*** Opening Entries provided ***
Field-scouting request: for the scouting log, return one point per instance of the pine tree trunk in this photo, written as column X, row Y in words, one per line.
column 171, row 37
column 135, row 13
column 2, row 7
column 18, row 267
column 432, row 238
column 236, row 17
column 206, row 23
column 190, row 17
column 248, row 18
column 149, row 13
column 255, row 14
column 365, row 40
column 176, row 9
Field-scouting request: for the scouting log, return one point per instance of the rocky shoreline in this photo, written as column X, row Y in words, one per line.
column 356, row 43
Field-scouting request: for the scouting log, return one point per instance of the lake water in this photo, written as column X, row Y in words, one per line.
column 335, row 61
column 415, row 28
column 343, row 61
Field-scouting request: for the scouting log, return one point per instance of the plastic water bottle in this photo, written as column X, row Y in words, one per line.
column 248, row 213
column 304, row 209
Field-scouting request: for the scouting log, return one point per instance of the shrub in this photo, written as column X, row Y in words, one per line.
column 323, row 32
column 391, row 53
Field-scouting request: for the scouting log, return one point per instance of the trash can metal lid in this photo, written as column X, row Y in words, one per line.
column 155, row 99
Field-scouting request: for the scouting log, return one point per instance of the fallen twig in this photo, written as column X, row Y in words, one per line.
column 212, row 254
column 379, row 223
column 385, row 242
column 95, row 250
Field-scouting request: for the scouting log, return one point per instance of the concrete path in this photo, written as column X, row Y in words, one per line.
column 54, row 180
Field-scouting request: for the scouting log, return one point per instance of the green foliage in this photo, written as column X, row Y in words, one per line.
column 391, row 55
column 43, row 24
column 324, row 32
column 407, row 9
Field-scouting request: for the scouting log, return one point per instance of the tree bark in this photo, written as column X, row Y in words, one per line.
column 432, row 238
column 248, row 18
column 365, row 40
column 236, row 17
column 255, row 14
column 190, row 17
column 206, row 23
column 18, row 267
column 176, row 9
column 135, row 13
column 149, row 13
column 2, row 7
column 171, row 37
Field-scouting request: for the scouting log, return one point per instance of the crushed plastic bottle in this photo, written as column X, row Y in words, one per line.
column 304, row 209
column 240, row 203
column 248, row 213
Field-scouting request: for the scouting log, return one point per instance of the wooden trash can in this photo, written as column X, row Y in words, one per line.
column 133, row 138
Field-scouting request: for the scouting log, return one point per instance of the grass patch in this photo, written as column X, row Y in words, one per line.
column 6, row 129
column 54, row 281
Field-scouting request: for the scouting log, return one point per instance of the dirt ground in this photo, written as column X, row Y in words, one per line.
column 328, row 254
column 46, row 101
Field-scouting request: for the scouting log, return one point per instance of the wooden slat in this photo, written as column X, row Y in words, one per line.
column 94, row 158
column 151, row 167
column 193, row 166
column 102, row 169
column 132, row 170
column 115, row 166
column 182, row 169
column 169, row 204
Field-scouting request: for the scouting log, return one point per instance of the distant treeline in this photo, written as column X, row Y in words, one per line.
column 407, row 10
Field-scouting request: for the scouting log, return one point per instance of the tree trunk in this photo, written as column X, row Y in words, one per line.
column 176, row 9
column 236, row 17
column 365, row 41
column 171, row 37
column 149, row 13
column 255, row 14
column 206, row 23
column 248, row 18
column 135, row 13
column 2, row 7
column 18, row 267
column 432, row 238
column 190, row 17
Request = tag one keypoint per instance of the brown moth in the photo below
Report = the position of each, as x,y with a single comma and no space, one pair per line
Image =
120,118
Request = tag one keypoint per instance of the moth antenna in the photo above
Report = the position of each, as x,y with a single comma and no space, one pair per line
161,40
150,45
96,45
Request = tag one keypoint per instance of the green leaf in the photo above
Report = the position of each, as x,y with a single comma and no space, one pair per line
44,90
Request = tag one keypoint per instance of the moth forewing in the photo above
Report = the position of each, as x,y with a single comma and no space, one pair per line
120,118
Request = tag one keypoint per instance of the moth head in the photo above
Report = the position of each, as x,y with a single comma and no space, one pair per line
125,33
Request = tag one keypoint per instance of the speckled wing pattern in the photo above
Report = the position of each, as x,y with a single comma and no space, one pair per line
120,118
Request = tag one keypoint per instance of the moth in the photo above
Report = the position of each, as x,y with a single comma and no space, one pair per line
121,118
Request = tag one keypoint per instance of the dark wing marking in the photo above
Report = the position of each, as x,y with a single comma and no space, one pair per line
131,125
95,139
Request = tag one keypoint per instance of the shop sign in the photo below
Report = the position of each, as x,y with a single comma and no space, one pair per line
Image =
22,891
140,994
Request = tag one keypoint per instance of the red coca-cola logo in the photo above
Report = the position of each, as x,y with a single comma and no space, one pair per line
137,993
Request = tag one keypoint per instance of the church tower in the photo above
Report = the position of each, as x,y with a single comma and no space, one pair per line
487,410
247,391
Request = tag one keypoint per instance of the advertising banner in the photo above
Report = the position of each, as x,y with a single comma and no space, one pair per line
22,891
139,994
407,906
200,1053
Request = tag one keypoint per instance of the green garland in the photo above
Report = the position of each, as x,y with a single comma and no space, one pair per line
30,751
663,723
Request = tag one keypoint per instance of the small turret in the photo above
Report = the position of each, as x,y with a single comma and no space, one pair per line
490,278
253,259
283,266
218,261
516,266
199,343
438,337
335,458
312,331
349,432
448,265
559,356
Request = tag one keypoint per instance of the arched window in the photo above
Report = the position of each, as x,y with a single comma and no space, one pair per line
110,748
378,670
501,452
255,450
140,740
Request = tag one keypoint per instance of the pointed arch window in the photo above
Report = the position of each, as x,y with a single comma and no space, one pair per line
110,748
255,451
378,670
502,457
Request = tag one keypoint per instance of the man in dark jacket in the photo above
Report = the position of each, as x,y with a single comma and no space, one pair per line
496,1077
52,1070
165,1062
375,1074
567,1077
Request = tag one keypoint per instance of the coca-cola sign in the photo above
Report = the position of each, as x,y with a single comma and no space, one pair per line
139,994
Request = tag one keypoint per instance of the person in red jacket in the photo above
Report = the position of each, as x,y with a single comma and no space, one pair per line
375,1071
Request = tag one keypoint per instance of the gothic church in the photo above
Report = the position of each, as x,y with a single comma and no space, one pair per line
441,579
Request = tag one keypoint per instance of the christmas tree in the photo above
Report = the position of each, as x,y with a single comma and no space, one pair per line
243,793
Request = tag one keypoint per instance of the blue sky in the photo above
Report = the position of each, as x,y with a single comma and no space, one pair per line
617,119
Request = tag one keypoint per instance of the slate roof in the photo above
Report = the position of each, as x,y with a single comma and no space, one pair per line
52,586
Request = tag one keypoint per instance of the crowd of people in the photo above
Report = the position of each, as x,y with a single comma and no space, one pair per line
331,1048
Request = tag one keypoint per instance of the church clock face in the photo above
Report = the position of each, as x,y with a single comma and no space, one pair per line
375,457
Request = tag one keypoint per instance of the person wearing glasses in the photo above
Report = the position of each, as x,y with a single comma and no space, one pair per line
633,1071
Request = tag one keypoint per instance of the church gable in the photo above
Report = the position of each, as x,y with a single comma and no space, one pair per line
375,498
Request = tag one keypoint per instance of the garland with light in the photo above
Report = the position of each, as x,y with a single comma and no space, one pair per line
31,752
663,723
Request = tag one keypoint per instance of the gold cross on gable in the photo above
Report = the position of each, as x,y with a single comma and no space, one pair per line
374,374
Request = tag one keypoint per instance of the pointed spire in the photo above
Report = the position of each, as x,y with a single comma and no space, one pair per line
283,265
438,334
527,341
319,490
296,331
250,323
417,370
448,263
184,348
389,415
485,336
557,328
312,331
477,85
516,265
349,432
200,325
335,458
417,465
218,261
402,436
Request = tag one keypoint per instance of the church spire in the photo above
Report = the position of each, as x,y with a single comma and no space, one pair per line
*** Closing Entries provided ***
Work required: Would you please return all of the data exactly?

Solution:
Field-scouting request: for the scouting log, return one point per instance of the pine tree trunk in this photo, written as column X, row Y in words, one per line.
column 171, row 37
column 135, row 13
column 2, row 7
column 18, row 267
column 432, row 238
column 236, row 17
column 206, row 23
column 190, row 17
column 248, row 18
column 149, row 13
column 255, row 14
column 365, row 40
column 176, row 9
Field-scouting request: for the scouting log, return one point per instance of the rocky shoreline in this photo, written as column X, row Y in words, one per line.
column 356, row 43
Field-scouting request: for the scouting log, return one point per instance of the lake water in this photo, written as column X, row Y in words, one per line.
column 335, row 61
column 415, row 28
column 343, row 61
Field-scouting request: for the scouting log, return one point per instance of the plastic water bottle in this photo, written as column X, row Y in words, one per line.
column 248, row 213
column 304, row 209
Field-scouting request: for the scouting log, return one point per instance of the shrub in this photo, written as column X, row Y in words, one per line.
column 323, row 32
column 391, row 53
Field-scouting request: for the scouting log, return one point per instance of the trash can metal lid in this photo, written as column X, row Y in words, one per line.
column 155, row 99
Field-scouting request: for the scouting log, return one point per instance of the fallen twig in this photo, written as column X, row Y in words, one per line.
column 212, row 254
column 379, row 223
column 385, row 242
column 95, row 250
Field-scouting request: for the scouting log, return one point per instance of the concrete path in this photo, written as column X, row Y in words, one per line.
column 54, row 180
Field-scouting request: for the scouting log, return one point per instance of the green foliage in this photo, written as column X, row Y in words, one per line.
column 391, row 55
column 43, row 24
column 324, row 32
column 407, row 9
Field-scouting request: for the scouting log, return one point per instance of the tree bark in this photo, written as column X, row Y in words, one per line.
column 432, row 238
column 248, row 18
column 365, row 40
column 236, row 17
column 255, row 14
column 190, row 17
column 206, row 23
column 18, row 267
column 176, row 9
column 135, row 13
column 149, row 13
column 2, row 7
column 171, row 37
Field-scouting request: for the scouting log, return one point per instance of the crushed plastic bottle in this photo, written as column X, row Y in words, one per line.
column 304, row 209
column 240, row 203
column 248, row 213
Field-scouting request: for the scouting log, return one point per instance of the wooden trash can in this photo, written as column X, row Y in words, one per line.
column 133, row 138
Field-scouting request: for the scouting log, return one point per instance of the grass patch in this photo, written as column X, row Y in words, one per line.
column 6, row 129
column 54, row 281
Field-scouting request: for the scouting log, return one point per instance of the dirt ground in this photo, written as column X, row Y in words, one per line.
column 328, row 254
column 46, row 101
Field-scouting request: for the scouting log, return one point per instance of the wooden slat in this photo, written as column X, row Y in words, one per line.
column 94, row 158
column 151, row 167
column 193, row 166
column 102, row 169
column 132, row 170
column 115, row 166
column 182, row 169
column 169, row 204
Field-scouting request: for the scouting log, return one point per instance of the distant treeline in this photo, written as column X, row Y in words, one per line.
column 407, row 10
Field-scouting request: for the scouting log, return one point per instance of the tree trunk in this photo, written as column X, row Y in words, one per line.
column 176, row 9
column 236, row 17
column 365, row 41
column 171, row 37
column 149, row 13
column 255, row 14
column 206, row 23
column 248, row 18
column 135, row 13
column 2, row 7
column 18, row 267
column 432, row 238
column 190, row 17
Request = tag one keypoint per instance of the brown moth in the photo below
Report = the position of each, as x,y with a single comma and no space, one pair per line
Image =
120,118
Request = tag one keypoint per instance of the moth antenna in the photo above
Report = the position of each, as x,y with a single comma and no space, one pair per line
161,40
150,45
96,45
Request = tag one keypoint per instance of the green leaf in the photo above
Report = the position of each, as x,y with a single comma and no space, one pair per line
44,90
Request = tag one keypoint per instance of the moth forewing in the photo above
Report = the position of each, as x,y with a single comma and no space, one pair per line
120,118
Request = tag one keypoint per instance of the moth head in the photo above
Report = the position of each, as x,y with a single comma and no space, one pair per line
125,33
Request = tag one keypoint per instance of the speckled wing pattern in the photo above
Report = the position of each, as x,y with a single comma and no space, one pair per line
120,118
Request = tag one keypoint per instance of the moth in the photo above
Report = the position of each, as x,y with a single comma and no space, one pair per line
121,118
Request = tag one keypoint per instance of the dark wing marking in the photo above
Report = the position of each, as x,y with a single comma and no space, one pair per line
131,125
95,139
Request = tag one keypoint per instance of the shop sign in the photo below
Report = the position of each, as x,y with a single comma and no space, one pair per line
Image =
22,891
140,994
Request = tag one keypoint per instance of the red coca-cola logo in the photo above
Report = the position of each, as x,y with a single comma and no space, one pair per line
137,993
Request = tag one keypoint per instance of the church tower in the photo above
Report = the position of each, as x,y with a single comma and no space, one pair per line
487,410
247,391
Request = tag one keypoint per instance of the advertising banner in the photo above
Report = the position of each, as x,y with a single comma and no space, one pair per line
22,891
139,994
407,906
200,1053
Request = tag one keypoint per instance of the green garland in the photo above
Report = the position of each, as x,y with a single comma and no space, one pair per line
30,751
663,723
Request = tag one keypoint per instance of the small turret in the photo above
Report = the position of each, as x,y with a single comma and no space, one pair per line
490,278
253,259
283,266
218,261
516,266
199,343
438,337
335,458
312,331
349,432
448,265
559,356
Request = tag one keypoint per instance of the arched window in the photo above
Report = the position of each, as x,y with a single comma and no space, one pair per line
110,748
378,670
501,452
255,450
140,740
Request = tag one keypoint per instance of the pointed arch window in the photo above
Report = the position of each, as x,y with a single comma and no space, one pair per line
110,748
255,451
378,670
502,457
Request = tag one keypoint per instance of the man in dark jacket in the photo above
Report = the position of each, as x,y with a single comma and no space, one pair per line
496,1077
52,1070
165,1062
375,1074
567,1077
Request = tag one keypoint per instance of the coca-cola sign in the photo above
Report = the position of each, as x,y with a single comma and no space, one pair per line
139,994
Request = tag one keypoint per instance of the person in red jacket in the photo above
Report = the position of each, as x,y with a single comma and no space, one pair per line
375,1071
Request = tag one keypoint per instance of the gothic church in the photo above
Report = the position of each, as x,y with a single comma and no space, one pair per line
441,579
Request = tag one keypoint per instance of the christmas tree in the photo above
Report = the position of each, as x,y with a single comma and no space, one pair per line
243,793
Request = tag one keypoint per instance of the blue sky in the photo above
Report = the position of each, as x,y with a single comma and no space, one pair per line
617,119
Request = tag one keypoint per instance of the slate roof in the photo above
Report = the position of each, as x,y with a single comma and no space, one pair per line
52,586
Request = tag one keypoint per instance of the crowd of people in the photo above
Report = the position of each, as x,y with a single comma and no space, one pair per line
331,1048
Request = tag one keypoint per instance of the church clock face in the photo above
Report = the position of each, as x,y with a single comma and no space, one pair per line
375,457
Request = tag one keypoint per instance of the person wearing glasses in the photo above
Report = the position of each, as x,y with a single comma and no space, one pair per line
633,1071
Request = tag one keypoint per instance of the church gable in the photo above
Report = the position of each, as x,y with a single comma and no space, one pair per line
375,498
Request = tag one keypoint per instance of the garland with light in the photo above
Report = the position of each, as x,y with a single comma and no space, one pair per line
31,752
663,723
Request = tag one keypoint per instance of the gold cross on gable in the photo above
Report = the position of each, as x,y with a single comma and no space, one pair per line
374,374
Request = tag one keypoint per instance of the pointed spire in the photo above
Report = the position of each, as x,y with a single comma and no space, one pair per line
283,265
438,334
527,341
319,490
296,331
250,323
417,370
448,263
184,348
389,415
485,336
557,328
312,331
477,85
516,265
349,432
200,325
335,458
417,465
218,261
402,436
Request = tag one keypoint per instance of the church spire in the photo above
Report = the position of each, as x,y with a single comma and no space, one pair per line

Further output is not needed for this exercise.